START
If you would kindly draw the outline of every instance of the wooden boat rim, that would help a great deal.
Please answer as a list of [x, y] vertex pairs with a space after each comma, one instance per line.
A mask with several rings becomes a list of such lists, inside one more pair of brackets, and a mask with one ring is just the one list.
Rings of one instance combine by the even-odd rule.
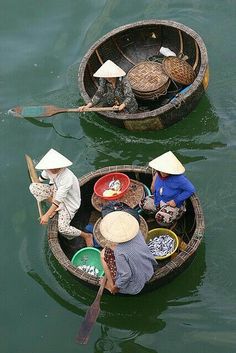
[[[164, 25], [164, 26], [169, 26], [173, 27], [178, 30], [182, 30], [189, 36], [191, 36], [198, 44], [199, 51], [200, 51], [200, 57], [201, 57], [201, 65], [199, 68], [199, 72], [196, 75], [196, 78], [194, 82], [191, 84], [191, 87], [184, 93], [185, 98], [187, 99], [189, 96], [192, 95], [193, 92], [195, 92], [199, 86], [202, 85], [202, 80], [204, 78], [204, 75], [206, 73], [206, 70], [208, 68], [208, 55], [207, 55], [207, 49], [204, 44], [203, 39], [201, 36], [195, 32], [193, 29], [190, 27], [187, 27], [186, 25], [171, 21], [171, 20], [155, 20], [155, 19], [150, 19], [150, 20], [144, 20], [144, 21], [137, 21], [134, 23], [126, 24], [120, 27], [117, 27], [110, 32], [106, 33], [103, 35], [100, 39], [98, 39], [87, 51], [87, 53], [84, 55], [84, 57], [81, 60], [80, 66], [79, 66], [79, 71], [78, 71], [78, 82], [79, 82], [79, 88], [81, 95], [83, 99], [88, 102], [90, 101], [91, 97], [88, 95], [86, 89], [85, 89], [85, 84], [84, 84], [84, 72], [86, 65], [88, 63], [88, 60], [90, 59], [91, 55], [94, 53], [94, 51], [108, 38], [121, 33], [123, 31], [126, 31], [128, 29], [132, 29], [134, 27], [141, 27], [141, 26], [146, 26], [146, 25]], [[176, 109], [174, 107], [174, 104], [172, 102], [169, 102], [157, 109], [153, 109], [147, 112], [138, 112], [138, 113], [129, 113], [128, 115], [126, 113], [120, 113], [120, 114], [115, 114], [114, 112], [105, 112], [101, 113], [102, 115], [105, 115], [109, 117], [110, 119], [115, 119], [115, 120], [127, 120], [127, 119], [135, 119], [135, 120], [143, 120], [143, 119], [149, 119], [152, 117], [156, 117], [158, 114], [163, 114], [170, 109]]]
[[[92, 171], [80, 177], [79, 178], [80, 185], [83, 186], [88, 181], [96, 177], [99, 177], [109, 172], [118, 171], [118, 170], [121, 172], [126, 171], [126, 172], [151, 174], [151, 169], [149, 167], [141, 167], [141, 166], [134, 166], [134, 165], [110, 166], [110, 167], [98, 169], [96, 171]], [[195, 222], [196, 222], [196, 228], [195, 228], [194, 234], [191, 240], [189, 241], [187, 248], [184, 251], [181, 251], [174, 259], [168, 262], [165, 266], [156, 270], [156, 272], [154, 273], [150, 281], [151, 283], [155, 282], [156, 280], [160, 280], [161, 278], [167, 276], [173, 271], [178, 271], [178, 268], [180, 268], [185, 262], [187, 262], [188, 259], [190, 259], [194, 255], [194, 253], [196, 252], [196, 250], [198, 249], [202, 241], [202, 237], [205, 229], [205, 223], [204, 223], [204, 216], [203, 216], [200, 200], [196, 194], [192, 195], [190, 200], [194, 208]], [[47, 233], [48, 233], [49, 248], [52, 251], [54, 257], [60, 263], [60, 265], [66, 271], [69, 271], [72, 275], [77, 277], [79, 280], [84, 281], [85, 283], [88, 283], [90, 285], [98, 286], [99, 281], [96, 277], [91, 276], [81, 271], [80, 269], [74, 267], [71, 261], [66, 257], [65, 253], [63, 252], [58, 240], [57, 216], [55, 216], [52, 220], [50, 220]]]

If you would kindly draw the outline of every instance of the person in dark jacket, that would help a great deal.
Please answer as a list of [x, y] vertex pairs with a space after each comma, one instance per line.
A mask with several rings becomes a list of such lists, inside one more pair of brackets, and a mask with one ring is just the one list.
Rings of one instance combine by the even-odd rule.
[[107, 60], [93, 75], [99, 77], [96, 93], [87, 105], [79, 108], [79, 111], [83, 112], [84, 108], [101, 105], [129, 113], [137, 112], [138, 104], [125, 75], [126, 73], [119, 66]]
[[125, 211], [108, 213], [100, 223], [100, 232], [108, 240], [101, 252], [106, 288], [112, 294], [138, 294], [152, 277], [157, 263], [137, 219]]

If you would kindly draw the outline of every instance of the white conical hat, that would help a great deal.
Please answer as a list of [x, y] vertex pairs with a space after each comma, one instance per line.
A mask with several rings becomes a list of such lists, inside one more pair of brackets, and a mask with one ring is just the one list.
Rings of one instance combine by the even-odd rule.
[[69, 167], [73, 163], [59, 152], [51, 148], [35, 166], [36, 169], [57, 169]]
[[107, 60], [94, 74], [94, 77], [121, 77], [126, 73], [113, 61]]
[[149, 166], [159, 172], [167, 173], [167, 174], [183, 174], [185, 172], [185, 168], [182, 163], [175, 157], [174, 153], [169, 151], [161, 156], [153, 159], [149, 162]]
[[114, 243], [124, 243], [133, 239], [139, 231], [139, 223], [134, 216], [124, 211], [108, 213], [100, 223], [102, 236]]

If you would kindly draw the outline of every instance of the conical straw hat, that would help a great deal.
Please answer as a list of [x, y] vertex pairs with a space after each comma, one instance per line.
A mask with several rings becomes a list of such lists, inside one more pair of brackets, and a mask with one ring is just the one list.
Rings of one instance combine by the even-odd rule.
[[107, 60], [94, 74], [94, 77], [121, 77], [126, 73], [113, 61]]
[[51, 148], [35, 166], [36, 169], [57, 169], [69, 167], [73, 163], [59, 152]]
[[159, 172], [167, 174], [183, 174], [185, 168], [175, 157], [174, 153], [169, 151], [149, 162], [149, 166]]
[[124, 211], [108, 213], [100, 223], [103, 237], [114, 243], [124, 243], [133, 239], [139, 231], [139, 223], [131, 214]]

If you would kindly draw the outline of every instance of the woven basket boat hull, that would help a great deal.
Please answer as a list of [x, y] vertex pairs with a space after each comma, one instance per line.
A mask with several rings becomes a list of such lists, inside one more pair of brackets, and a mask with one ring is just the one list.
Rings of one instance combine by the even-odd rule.
[[[80, 224], [80, 229], [88, 223], [95, 224], [101, 214], [94, 209], [91, 203], [91, 197], [93, 194], [93, 186], [95, 182], [103, 175], [110, 172], [122, 172], [126, 173], [131, 179], [138, 180], [149, 186], [151, 184], [152, 174], [149, 168], [123, 165], [123, 166], [112, 166], [98, 169], [97, 171], [91, 172], [82, 176], [79, 181], [81, 185], [81, 196], [82, 204], [75, 216], [77, 224]], [[144, 218], [147, 217], [142, 215]], [[149, 229], [156, 228], [153, 223], [146, 222]], [[143, 291], [148, 291], [153, 288], [157, 288], [171, 279], [179, 275], [189, 264], [192, 262], [204, 234], [205, 224], [203, 211], [200, 205], [200, 201], [197, 195], [191, 196], [187, 201], [187, 212], [181, 220], [177, 222], [173, 231], [180, 237], [183, 236], [184, 242], [187, 244], [186, 249], [179, 250], [175, 257], [169, 258], [155, 271], [154, 276], [150, 282], [145, 286]], [[58, 263], [66, 271], [71, 273], [74, 278], [77, 278], [82, 283], [98, 287], [98, 279], [91, 276], [76, 267], [71, 263], [71, 258], [68, 258], [65, 254], [63, 244], [60, 242], [57, 227], [57, 217], [54, 217], [48, 226], [48, 244], [49, 248], [54, 255]]]
[[[174, 21], [146, 20], [124, 25], [92, 45], [83, 57], [78, 73], [79, 89], [84, 101], [89, 102], [96, 92], [98, 82], [93, 73], [103, 62], [113, 60], [128, 73], [140, 62], [155, 57], [161, 46], [168, 47], [178, 56], [188, 57], [187, 62], [196, 76], [190, 89], [178, 97], [178, 102], [175, 99], [171, 101], [169, 95], [162, 96], [163, 100], [154, 100], [151, 105], [138, 100], [139, 111], [135, 114], [99, 114], [109, 123], [133, 131], [164, 129], [182, 120], [196, 107], [207, 88], [208, 55], [202, 38], [189, 27]], [[176, 87], [170, 85], [168, 90], [172, 91], [173, 88]]]

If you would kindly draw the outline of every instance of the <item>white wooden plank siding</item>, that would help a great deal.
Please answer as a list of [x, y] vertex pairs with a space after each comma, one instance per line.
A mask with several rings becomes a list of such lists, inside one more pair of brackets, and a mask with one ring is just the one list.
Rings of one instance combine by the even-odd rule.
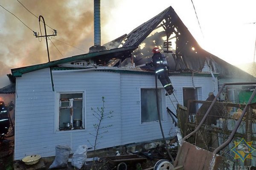
[[[52, 74], [55, 92], [52, 91], [49, 68], [17, 78], [15, 160], [37, 154], [43, 157], [54, 156], [57, 144], [69, 145], [72, 153], [79, 145], [90, 147], [87, 140], [93, 143], [94, 137], [89, 133], [94, 132], [93, 125], [97, 122], [90, 108], [102, 106], [102, 96], [105, 97], [106, 111], [114, 112], [113, 117], [103, 121], [103, 125], [112, 126], [100, 139], [99, 149], [162, 137], [158, 122], [141, 124], [140, 120], [140, 88], [154, 88], [154, 76], [94, 71], [54, 71]], [[171, 79], [182, 104], [182, 87], [192, 87], [192, 78], [173, 76]], [[211, 77], [194, 77], [194, 82], [196, 87], [202, 87], [203, 99], [213, 90]], [[158, 85], [162, 87], [159, 81]], [[217, 91], [216, 86], [215, 93]], [[84, 130], [55, 131], [55, 116], [57, 115], [55, 112], [58, 103], [56, 93], [67, 91], [84, 92]], [[168, 98], [166, 101], [164, 106], [175, 110]], [[165, 109], [163, 110], [163, 126], [168, 137], [170, 129], [174, 130], [175, 128]]]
END
### WHAT THE EXERCISE ASKS
Duplicate the rows from the line containing "straw hat, that would help a great deal." through the line containing "223], [131, 214]]", both included.

### OUTPUT FOR THIS TASK
If you would kindly draw the outline of every instance of the conical straw hat, that would help a great deal.
Please answer as a list of [x, y] vertex pairs with a space after each comma, one instance per line.
A mask with several rings becomes a list of such lists, inside one more pair of brackets, and a mask with one ring is just the one list.
Rings of one instance combine by the even-odd rule.
[[107, 60], [94, 74], [94, 77], [121, 77], [126, 73], [113, 61]]
[[51, 148], [35, 166], [36, 169], [57, 169], [69, 167], [73, 163], [59, 152]]
[[159, 172], [167, 174], [183, 174], [185, 168], [175, 157], [174, 153], [169, 151], [149, 162], [149, 166]]
[[124, 211], [108, 213], [100, 223], [103, 237], [114, 243], [124, 243], [133, 239], [139, 231], [139, 223], [131, 214]]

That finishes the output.